**DIRECTIONS:** Return the listing below unchanged, except that the pictures are dropped.
*** INFORMATION GIVEN Section Begins ***
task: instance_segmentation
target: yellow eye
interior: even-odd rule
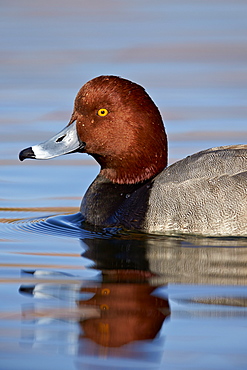
[[[98,110],[98,116],[100,117],[105,117],[108,113],[109,113],[108,110],[105,108],[101,108]]]

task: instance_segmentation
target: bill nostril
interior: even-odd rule
[[[63,141],[66,135],[60,136],[57,140],[56,143],[60,143],[60,141]]]

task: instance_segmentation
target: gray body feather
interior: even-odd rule
[[[247,235],[247,145],[208,149],[167,167],[153,181],[144,229]]]

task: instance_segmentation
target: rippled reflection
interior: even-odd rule
[[[67,351],[70,348],[69,351],[80,358],[120,356],[129,361],[156,363],[162,355],[162,347],[154,353],[149,348],[150,340],[158,335],[170,309],[167,297],[157,297],[156,287],[149,282],[152,273],[145,248],[139,241],[132,246],[131,239],[125,238],[85,239],[83,248],[86,249],[83,256],[94,261],[94,268],[101,271],[101,281],[73,283],[72,280],[69,284],[67,274],[24,272],[37,277],[39,283],[21,285],[19,289],[21,294],[36,298],[32,307],[24,307],[22,311],[25,324],[30,324],[23,328],[22,344],[33,347],[38,343],[46,348],[49,343],[58,341],[62,327],[68,330],[73,322],[61,346],[57,344],[60,351],[66,346]],[[59,284],[55,284],[55,280],[53,284],[46,283],[52,276],[60,279]],[[143,342],[145,351],[140,344]]]
[[[79,235],[82,267],[91,261],[96,275],[88,279],[84,273],[78,278],[62,271],[23,271],[32,284],[21,284],[19,292],[32,297],[32,303],[22,306],[21,346],[67,353],[78,369],[85,364],[102,368],[102,359],[114,369],[153,369],[169,364],[171,351],[179,351],[173,336],[191,338],[192,346],[203,338],[203,346],[207,333],[212,335],[224,320],[224,330],[217,333],[221,348],[229,345],[236,325],[231,320],[244,323],[244,238],[97,232],[81,228],[79,215],[30,221],[22,227],[35,233],[46,229],[53,236],[63,228],[63,235],[72,239]]]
*** INFORMATION GIVEN Section Ends ***
**RESPONSE:**
task: instance_segmentation
target: yellow eye
interior: even-odd rule
[[[98,110],[98,116],[100,117],[105,117],[108,113],[109,113],[108,110],[105,108],[101,108]]]

task: instance_segmentation
target: bill nostril
interior: even-odd rule
[[[63,141],[66,135],[60,136],[57,140],[56,143],[60,143],[60,141]]]

task: instance_segmentation
target: gray body feather
interior: even-odd rule
[[[247,235],[247,145],[208,149],[167,167],[153,181],[144,229]]]

task: instance_segmentation
target: rippled reflection
interior: even-odd rule
[[[67,351],[70,348],[69,351],[80,358],[120,356],[129,361],[156,363],[162,355],[162,347],[154,353],[149,348],[150,340],[158,335],[170,309],[167,297],[157,297],[156,287],[149,282],[152,273],[145,248],[139,241],[132,246],[131,239],[125,238],[85,239],[83,248],[86,249],[83,256],[94,261],[94,268],[101,271],[101,281],[73,283],[72,280],[69,284],[67,274],[24,272],[37,277],[39,283],[21,285],[19,289],[21,294],[36,298],[32,307],[24,307],[22,311],[25,324],[30,324],[23,328],[22,344],[33,347],[38,343],[46,348],[49,343],[58,341],[62,327],[68,330],[73,322],[61,346],[57,344],[60,351],[66,346]],[[59,284],[55,284],[55,280],[53,284],[46,283],[52,276],[60,279]],[[143,342],[145,351],[140,344]]]
[[[79,235],[82,267],[91,261],[96,275],[88,279],[84,273],[78,278],[62,271],[23,271],[32,284],[21,284],[19,292],[32,297],[32,303],[22,306],[21,346],[67,353],[78,369],[85,364],[102,368],[102,359],[114,369],[153,369],[169,364],[171,351],[179,351],[173,336],[191,338],[192,346],[203,338],[203,346],[207,333],[212,335],[224,320],[224,330],[217,333],[221,348],[229,345],[236,325],[231,320],[244,323],[244,238],[97,232],[81,228],[79,215],[30,221],[22,227],[35,233],[46,229],[53,236],[63,228],[63,235],[72,239]]]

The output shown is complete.